_DATA SHOWN_
#####

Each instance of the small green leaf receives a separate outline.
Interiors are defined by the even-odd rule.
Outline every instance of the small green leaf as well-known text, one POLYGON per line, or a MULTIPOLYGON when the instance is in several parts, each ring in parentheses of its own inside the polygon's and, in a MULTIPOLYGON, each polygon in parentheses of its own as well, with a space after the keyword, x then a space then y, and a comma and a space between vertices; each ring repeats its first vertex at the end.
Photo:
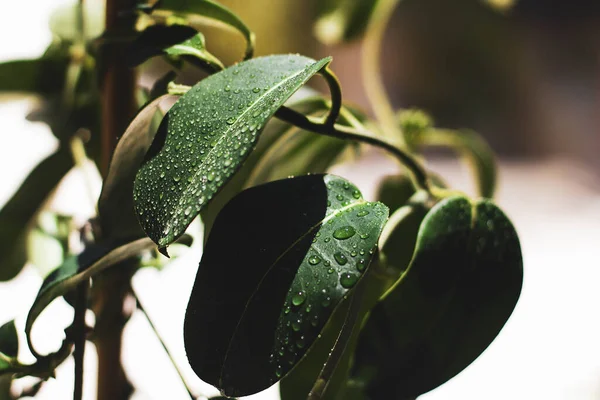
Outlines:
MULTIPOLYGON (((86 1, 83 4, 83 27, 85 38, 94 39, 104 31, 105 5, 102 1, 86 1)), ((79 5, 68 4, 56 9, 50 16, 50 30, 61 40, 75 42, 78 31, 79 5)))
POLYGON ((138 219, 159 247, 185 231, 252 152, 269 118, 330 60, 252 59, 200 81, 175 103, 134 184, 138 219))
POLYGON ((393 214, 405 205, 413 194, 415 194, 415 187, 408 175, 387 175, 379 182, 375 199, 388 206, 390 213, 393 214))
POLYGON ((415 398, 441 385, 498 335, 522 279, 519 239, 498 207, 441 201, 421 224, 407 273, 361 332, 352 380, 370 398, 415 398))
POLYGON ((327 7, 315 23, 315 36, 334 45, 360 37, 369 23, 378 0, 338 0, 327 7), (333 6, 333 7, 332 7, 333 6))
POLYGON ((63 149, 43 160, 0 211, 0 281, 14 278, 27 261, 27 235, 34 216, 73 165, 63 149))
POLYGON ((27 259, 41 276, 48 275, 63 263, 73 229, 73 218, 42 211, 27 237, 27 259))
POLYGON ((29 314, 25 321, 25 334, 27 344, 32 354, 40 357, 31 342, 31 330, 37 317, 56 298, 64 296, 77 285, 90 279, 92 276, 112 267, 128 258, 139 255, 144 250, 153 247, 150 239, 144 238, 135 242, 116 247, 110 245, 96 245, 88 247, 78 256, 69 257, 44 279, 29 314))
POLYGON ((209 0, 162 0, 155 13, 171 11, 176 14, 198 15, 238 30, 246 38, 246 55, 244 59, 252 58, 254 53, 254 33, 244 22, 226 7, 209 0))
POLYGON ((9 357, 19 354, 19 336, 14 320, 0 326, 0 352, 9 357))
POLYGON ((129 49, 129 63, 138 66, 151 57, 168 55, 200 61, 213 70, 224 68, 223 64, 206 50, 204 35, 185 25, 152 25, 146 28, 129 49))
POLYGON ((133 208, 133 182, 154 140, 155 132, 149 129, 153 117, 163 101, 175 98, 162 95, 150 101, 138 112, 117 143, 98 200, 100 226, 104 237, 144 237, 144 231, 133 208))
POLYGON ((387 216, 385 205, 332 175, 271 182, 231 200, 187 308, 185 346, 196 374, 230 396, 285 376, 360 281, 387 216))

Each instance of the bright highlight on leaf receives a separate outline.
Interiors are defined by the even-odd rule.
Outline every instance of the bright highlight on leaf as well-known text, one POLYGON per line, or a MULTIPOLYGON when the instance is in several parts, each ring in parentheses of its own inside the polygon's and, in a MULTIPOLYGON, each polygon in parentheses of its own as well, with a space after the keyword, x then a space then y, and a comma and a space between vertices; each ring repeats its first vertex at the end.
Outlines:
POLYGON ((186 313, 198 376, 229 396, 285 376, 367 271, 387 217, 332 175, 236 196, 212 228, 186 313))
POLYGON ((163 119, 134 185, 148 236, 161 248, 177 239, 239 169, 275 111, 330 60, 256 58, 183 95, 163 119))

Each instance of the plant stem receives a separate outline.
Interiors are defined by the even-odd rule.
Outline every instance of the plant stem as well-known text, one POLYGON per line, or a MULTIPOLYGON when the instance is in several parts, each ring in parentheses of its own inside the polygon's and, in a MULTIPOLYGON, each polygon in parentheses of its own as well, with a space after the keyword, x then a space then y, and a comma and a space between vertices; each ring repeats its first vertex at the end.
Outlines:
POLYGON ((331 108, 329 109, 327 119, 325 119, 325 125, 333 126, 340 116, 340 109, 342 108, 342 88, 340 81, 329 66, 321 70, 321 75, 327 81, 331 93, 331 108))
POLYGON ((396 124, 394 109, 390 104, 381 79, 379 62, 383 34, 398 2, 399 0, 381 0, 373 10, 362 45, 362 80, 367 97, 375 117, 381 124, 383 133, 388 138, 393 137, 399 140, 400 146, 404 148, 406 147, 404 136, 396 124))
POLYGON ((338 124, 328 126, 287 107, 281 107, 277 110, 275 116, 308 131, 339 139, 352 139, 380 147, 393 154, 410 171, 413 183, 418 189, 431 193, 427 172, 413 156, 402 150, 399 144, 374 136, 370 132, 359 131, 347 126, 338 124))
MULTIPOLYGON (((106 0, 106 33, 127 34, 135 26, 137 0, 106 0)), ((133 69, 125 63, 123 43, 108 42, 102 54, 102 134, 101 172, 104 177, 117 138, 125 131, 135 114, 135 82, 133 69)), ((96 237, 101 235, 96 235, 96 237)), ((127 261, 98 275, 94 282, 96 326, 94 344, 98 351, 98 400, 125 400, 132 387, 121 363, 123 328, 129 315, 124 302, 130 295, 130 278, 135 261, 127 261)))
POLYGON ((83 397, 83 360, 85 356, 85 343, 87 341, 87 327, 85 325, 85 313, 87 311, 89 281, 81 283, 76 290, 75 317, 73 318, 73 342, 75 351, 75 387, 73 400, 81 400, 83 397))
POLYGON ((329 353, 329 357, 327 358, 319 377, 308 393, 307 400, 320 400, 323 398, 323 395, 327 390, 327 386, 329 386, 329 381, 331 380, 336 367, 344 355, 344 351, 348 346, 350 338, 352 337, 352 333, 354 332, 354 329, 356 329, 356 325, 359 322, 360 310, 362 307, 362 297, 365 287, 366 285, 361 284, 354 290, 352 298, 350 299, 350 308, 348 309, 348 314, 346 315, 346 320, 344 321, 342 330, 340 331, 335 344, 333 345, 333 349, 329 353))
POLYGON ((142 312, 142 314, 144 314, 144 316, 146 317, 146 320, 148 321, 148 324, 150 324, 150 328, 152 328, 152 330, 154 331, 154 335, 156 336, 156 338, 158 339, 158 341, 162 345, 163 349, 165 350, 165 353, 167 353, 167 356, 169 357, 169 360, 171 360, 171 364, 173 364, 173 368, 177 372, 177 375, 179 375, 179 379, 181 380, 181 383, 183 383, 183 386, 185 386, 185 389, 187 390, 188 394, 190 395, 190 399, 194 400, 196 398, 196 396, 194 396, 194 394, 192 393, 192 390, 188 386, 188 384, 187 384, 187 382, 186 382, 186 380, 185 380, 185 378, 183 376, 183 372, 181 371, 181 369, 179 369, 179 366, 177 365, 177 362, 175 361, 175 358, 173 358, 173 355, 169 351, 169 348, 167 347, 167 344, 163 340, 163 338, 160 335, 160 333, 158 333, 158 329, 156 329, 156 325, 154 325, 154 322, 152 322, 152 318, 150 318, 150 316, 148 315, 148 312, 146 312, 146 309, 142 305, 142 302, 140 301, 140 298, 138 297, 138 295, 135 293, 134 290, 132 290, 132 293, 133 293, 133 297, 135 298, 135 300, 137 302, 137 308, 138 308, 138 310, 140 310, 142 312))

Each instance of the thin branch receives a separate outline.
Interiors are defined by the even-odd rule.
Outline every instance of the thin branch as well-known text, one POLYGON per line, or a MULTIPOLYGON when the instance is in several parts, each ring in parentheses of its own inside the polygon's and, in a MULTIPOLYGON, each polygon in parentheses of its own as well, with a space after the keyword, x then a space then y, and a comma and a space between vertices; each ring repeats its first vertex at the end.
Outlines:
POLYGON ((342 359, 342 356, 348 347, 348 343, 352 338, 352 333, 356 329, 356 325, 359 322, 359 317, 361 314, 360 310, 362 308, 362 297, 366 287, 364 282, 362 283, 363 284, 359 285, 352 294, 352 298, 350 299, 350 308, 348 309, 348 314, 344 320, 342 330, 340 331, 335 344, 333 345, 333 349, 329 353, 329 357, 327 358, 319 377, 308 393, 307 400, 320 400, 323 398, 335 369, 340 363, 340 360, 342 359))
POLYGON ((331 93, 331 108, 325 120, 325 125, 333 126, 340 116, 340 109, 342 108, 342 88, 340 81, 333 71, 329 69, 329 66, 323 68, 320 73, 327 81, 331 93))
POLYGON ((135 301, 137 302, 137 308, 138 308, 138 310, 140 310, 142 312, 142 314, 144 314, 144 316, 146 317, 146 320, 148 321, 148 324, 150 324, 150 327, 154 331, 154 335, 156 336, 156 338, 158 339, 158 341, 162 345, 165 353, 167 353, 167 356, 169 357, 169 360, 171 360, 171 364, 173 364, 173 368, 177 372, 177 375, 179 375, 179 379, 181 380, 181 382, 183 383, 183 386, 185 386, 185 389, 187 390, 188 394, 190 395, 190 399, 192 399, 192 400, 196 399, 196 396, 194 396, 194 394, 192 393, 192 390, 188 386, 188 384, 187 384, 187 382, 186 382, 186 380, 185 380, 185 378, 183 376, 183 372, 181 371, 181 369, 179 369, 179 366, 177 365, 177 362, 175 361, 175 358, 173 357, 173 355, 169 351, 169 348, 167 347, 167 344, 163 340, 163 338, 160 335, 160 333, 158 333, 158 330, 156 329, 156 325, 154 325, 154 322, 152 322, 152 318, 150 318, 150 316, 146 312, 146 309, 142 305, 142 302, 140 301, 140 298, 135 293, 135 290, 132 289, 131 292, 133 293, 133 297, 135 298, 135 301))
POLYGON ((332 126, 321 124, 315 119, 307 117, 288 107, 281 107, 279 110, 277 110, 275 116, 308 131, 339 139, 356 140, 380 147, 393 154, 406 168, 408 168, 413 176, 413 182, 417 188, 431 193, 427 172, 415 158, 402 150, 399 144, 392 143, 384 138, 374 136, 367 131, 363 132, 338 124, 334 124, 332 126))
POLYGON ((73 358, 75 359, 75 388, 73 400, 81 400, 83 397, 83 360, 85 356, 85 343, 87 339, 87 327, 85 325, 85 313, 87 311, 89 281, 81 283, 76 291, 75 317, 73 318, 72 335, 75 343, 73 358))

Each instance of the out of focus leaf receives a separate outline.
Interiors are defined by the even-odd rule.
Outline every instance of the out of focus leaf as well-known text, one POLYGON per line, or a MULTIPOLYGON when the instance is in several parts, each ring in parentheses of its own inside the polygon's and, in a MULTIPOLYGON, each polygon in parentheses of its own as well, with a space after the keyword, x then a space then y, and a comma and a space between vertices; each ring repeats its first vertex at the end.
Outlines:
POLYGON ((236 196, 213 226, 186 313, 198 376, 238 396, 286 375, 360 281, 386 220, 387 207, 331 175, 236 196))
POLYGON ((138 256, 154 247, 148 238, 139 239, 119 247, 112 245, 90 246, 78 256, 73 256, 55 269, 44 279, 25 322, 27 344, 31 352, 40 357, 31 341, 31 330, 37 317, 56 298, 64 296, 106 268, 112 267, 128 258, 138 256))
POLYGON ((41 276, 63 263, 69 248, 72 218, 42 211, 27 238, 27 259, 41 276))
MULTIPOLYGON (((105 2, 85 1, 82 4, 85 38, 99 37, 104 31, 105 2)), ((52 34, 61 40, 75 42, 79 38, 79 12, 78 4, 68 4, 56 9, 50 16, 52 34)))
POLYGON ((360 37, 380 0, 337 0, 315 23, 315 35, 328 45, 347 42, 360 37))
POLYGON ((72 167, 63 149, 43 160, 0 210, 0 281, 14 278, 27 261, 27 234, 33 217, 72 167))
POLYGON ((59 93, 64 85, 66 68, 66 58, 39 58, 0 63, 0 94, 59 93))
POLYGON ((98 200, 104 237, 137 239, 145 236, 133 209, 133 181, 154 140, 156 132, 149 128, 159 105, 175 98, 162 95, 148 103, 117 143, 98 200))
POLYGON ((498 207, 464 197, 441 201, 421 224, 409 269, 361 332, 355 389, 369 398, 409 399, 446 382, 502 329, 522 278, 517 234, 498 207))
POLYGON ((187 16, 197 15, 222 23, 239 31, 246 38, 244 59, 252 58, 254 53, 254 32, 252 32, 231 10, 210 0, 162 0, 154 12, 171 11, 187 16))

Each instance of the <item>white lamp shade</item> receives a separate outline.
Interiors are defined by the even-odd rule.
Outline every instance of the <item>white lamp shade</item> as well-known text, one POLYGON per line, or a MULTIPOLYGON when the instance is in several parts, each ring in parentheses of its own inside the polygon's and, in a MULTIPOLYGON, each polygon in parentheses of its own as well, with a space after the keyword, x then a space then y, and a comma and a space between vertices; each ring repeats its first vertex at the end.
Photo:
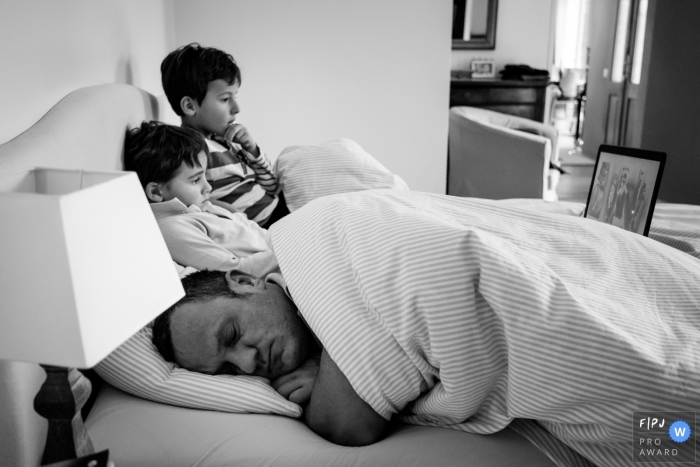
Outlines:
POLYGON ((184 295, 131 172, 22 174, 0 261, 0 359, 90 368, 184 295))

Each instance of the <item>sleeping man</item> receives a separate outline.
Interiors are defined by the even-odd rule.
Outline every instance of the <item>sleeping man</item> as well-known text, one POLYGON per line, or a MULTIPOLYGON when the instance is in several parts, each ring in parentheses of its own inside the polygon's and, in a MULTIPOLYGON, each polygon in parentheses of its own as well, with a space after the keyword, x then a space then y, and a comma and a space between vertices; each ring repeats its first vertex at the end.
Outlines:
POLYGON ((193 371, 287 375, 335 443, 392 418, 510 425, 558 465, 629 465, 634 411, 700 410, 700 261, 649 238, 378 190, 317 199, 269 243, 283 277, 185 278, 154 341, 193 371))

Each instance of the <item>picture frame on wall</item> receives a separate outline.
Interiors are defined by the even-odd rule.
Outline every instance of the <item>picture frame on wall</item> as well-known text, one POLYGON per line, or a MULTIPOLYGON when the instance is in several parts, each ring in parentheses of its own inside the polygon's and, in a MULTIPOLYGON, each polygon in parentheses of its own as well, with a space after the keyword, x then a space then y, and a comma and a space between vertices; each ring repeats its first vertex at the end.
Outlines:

#####

_YOUR GOAL_
Return, word for word, the lines from the one containing "Outline every instance of the <item>picture" through the end of the data above, both ends included, and nothing else.

_COMPLETED EXERCISE_
Outline every instance of the <item>picture frame on wall</item> as well-known text, one POLYGON per line, or a MULTIPOLYGON when the instance is in several parts, each ring in parentheses of its own inside the polygon's and, in a MULTIPOLYGON, each polygon in parentheses of its own as well, with a space after the keyword, x then a space then y, and a comma and a space between vertices; each ring repeats its first vertex at the end.
Outlines:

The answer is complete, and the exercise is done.